## EXERCISE BRIEF
Find every line containing the word "crane" in the records below; report only how many there are.

## SOURCE MATERIAL
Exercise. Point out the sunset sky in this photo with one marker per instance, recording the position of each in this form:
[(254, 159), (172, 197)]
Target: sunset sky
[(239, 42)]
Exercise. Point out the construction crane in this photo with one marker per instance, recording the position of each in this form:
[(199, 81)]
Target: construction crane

* * *

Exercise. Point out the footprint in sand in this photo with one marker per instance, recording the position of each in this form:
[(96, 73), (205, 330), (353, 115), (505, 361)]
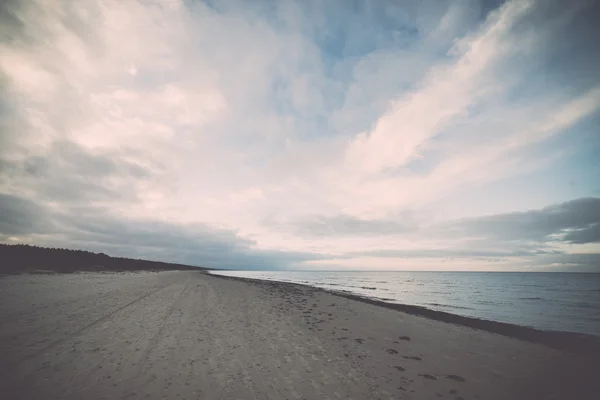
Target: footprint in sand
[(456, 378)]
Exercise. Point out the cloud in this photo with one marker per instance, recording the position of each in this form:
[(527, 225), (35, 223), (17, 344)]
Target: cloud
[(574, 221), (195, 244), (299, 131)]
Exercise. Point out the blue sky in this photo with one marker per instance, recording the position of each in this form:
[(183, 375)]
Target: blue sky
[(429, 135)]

## WRITTEN ANSWER
2